*DIRECTIONS*.
1. Summarize the text on Hay River's high-rise in two sentences.
2. Please list every reason the text on Hay River's high-rise gives for the defeat of the pipeline project.
3. Write the next part of the text on Hay River's high-rise, picking up after its final sentence.

Heading north from Edmonton, it’s a 975-kilometre drive to the 60th parallel. Travellers pull over and snap self-portraits with the polar bear sign: “Welcome to the Northwest Territories.” Between May and September, tourists drop into the 60th parallel visitor’s centre to claim their “Order of Arctic Adventurers” certificates. From here, the natural wonders of the Northwest Territories beckon: the Aurora Borealis, highway-blocking bison, world-class fishing and hunting, and more.

Keep driving due north of 60 to the shores of Great Slave Lake and you’ll arrive in Hay River, the second largest town in the Northwest Territories, population 4,000. Rail, river, and road meet here in what is known as the transportation “Hub of the North.” Marking the centre of town is an unlikely urban icon: the Mackenzie Place high-rise, the Territories’ tallest residential building. Like many places in Canada, the north is increasingly urban in nature — a quality that goes unnoticed by many southern visitors as they seek out the expected natural wonders.

Completed in 1975, the construction of the 17-storey high-rise residential tower was highly anticipated. The 80 units were to be filled by an influx of workers and residents that would accompany the proposed Mackenzie Valley Pipeline. The pipeline would carry oil and gas from the Beaufort Sea southward to the railhead in Hay River, where it would leave for refineries farther south. The pipeline project was defeated due to a mix of Aboriginal activism, changing Canadian policy towards Aboriginal lands, and a substantial drop in the price of oil. The building has never been filled to capacity.

While a postwar tower jutting up from the sub-arctic landscape may seem unusual, northern Canada has been the site of many experiments in planned urbanization and modernization. Inuvik, known for its above-ground “utilidors” and brightly painted homes, was planned in the 1950s as part of larger Cold War efforts to develop and protect the north. Frobisher Bay, now known as Iqaluit, began as a military base and was expanded to become an administrative centre during these same years. The Mackenzie Place high-rise was part of a planned relocation of the original settlements, which were located along the lakefront on both sides of the river. The original town was prone to seasonal flooding when river ice would break up every spring. In 1963, federal administrators for the region decided that a “new town” would be developed farther up the river. Its centrepiece was the high-rise.

*Outline records*.
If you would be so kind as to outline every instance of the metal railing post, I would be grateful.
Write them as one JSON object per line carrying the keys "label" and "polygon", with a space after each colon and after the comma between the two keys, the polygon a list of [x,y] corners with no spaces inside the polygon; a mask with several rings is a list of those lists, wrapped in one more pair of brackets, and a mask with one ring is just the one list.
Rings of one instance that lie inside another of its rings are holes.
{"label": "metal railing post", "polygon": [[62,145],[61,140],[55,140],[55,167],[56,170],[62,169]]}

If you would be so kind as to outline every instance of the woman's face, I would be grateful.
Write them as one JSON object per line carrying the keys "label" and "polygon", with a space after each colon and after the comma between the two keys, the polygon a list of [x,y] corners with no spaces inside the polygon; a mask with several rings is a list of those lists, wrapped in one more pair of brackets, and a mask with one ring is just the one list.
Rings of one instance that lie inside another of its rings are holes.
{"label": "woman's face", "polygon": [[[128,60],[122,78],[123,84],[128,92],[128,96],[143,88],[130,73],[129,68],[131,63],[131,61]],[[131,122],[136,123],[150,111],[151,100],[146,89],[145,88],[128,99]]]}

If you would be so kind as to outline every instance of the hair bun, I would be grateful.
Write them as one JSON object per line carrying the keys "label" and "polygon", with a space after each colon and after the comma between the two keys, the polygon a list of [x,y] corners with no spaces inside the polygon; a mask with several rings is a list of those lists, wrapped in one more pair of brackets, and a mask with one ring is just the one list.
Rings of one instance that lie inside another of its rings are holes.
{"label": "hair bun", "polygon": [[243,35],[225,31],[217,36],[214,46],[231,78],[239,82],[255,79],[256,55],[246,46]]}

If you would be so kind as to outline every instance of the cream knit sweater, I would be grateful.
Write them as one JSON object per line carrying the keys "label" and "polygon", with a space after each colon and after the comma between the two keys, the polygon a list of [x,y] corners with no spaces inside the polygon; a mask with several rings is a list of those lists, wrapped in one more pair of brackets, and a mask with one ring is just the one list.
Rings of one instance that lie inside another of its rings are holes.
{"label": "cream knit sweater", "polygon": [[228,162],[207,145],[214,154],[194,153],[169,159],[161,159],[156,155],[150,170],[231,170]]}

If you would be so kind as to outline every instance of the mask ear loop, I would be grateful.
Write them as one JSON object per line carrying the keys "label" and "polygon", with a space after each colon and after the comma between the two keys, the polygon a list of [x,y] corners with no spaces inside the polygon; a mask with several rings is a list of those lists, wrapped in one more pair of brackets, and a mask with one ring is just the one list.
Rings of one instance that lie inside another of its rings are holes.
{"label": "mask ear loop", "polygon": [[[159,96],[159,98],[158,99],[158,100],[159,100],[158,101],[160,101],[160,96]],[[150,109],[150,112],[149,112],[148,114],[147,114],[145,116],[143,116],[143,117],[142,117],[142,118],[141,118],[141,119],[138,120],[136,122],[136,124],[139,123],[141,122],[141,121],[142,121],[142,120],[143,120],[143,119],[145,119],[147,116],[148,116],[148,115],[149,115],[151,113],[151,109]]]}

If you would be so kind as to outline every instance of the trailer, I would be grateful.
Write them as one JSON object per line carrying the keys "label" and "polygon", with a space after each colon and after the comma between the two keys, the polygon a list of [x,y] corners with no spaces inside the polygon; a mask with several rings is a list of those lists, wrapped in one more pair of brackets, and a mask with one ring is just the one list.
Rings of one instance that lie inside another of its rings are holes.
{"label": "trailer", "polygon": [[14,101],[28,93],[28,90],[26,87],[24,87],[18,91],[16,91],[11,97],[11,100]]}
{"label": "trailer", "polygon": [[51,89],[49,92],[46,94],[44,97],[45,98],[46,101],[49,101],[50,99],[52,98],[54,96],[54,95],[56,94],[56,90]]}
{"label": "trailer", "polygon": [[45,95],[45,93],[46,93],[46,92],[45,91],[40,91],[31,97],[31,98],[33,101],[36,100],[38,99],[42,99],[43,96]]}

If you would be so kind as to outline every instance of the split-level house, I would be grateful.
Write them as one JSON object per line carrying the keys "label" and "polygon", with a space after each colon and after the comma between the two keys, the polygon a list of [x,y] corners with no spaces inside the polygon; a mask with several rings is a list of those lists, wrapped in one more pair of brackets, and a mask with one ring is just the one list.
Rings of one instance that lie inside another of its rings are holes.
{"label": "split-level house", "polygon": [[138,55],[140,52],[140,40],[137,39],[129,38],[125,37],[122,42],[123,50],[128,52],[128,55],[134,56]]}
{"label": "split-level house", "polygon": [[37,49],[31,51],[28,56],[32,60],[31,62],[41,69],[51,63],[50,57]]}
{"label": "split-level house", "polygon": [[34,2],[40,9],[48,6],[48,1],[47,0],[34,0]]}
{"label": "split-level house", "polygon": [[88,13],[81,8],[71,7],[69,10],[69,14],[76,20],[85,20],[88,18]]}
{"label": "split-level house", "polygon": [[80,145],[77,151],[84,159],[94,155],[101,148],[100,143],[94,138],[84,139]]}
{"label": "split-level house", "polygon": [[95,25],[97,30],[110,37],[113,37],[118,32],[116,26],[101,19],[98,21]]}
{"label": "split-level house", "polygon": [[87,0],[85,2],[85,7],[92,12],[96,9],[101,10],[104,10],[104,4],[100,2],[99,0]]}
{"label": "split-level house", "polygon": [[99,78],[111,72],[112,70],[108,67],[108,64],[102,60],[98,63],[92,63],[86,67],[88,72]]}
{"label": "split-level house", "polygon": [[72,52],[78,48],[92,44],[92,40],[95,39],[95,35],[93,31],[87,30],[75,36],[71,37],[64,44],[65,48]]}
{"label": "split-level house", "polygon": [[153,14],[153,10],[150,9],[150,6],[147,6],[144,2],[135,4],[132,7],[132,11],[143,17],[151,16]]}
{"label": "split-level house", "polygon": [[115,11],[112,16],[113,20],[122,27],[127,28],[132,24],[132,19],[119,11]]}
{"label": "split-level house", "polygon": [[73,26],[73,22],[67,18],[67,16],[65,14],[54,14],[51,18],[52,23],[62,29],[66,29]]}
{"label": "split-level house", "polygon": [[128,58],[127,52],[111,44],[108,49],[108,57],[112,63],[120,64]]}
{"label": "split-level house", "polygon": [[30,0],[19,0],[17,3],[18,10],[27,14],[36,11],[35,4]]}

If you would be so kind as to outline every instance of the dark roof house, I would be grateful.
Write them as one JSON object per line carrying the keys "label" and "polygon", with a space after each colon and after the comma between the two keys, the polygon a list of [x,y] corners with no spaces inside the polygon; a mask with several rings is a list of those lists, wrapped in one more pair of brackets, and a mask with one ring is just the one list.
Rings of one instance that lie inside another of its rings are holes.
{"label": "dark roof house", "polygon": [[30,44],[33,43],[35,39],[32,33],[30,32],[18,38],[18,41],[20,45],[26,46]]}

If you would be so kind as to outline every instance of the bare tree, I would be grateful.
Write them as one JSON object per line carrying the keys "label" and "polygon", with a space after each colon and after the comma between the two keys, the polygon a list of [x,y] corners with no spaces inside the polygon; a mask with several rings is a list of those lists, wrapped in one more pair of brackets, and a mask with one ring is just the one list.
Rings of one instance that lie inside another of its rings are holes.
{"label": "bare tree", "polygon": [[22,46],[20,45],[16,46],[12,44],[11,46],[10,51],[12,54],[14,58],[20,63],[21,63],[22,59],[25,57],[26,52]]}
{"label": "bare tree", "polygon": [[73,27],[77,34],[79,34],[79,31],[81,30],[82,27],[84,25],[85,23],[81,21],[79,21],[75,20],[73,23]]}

*RESULTS IN ORDER*.
1. Hay River, the second largest town in the Northwest Territories and a transportation hub on Great Slave Lake, is marked by the Mackenzie Place high-rise, the Territories' tallest residential building. Completed in 1975 to house workers expected for the Mackenzie Valley Pipeline, the 17-story tower has never been filled to capacity because the pipeline project was defeated, and it was the centerpiece of a planned "new town" built farther up the river.

2.
- Aboriginal activism
- Changing Canadian policy towards Aboriginal lands
- A substantial drop in the price of oil

3.
Physically, the Mackenzie Place high-rise has reached its best-before date. Its recently repainted exterior belies its inadequate insulation and tired mechanical systems. The original tower design included shops on the ground floor, conference facilities on the second, and the first coin-operated laundromat in town. These spaces have been repurposed many times. Most recently, the bottom floor was used as remedial classroom space for the nearby high school. Hay River’s lone radio station has been broadcasting from the second floor for the past 20 years. As in many towers, the residential units are stratified vertically, with the nicest units on the upper floors. They’re also stratified east to west, with the river side units seen to be more desirable than the town side units, both because of the view and because of their superior satellite television orientation.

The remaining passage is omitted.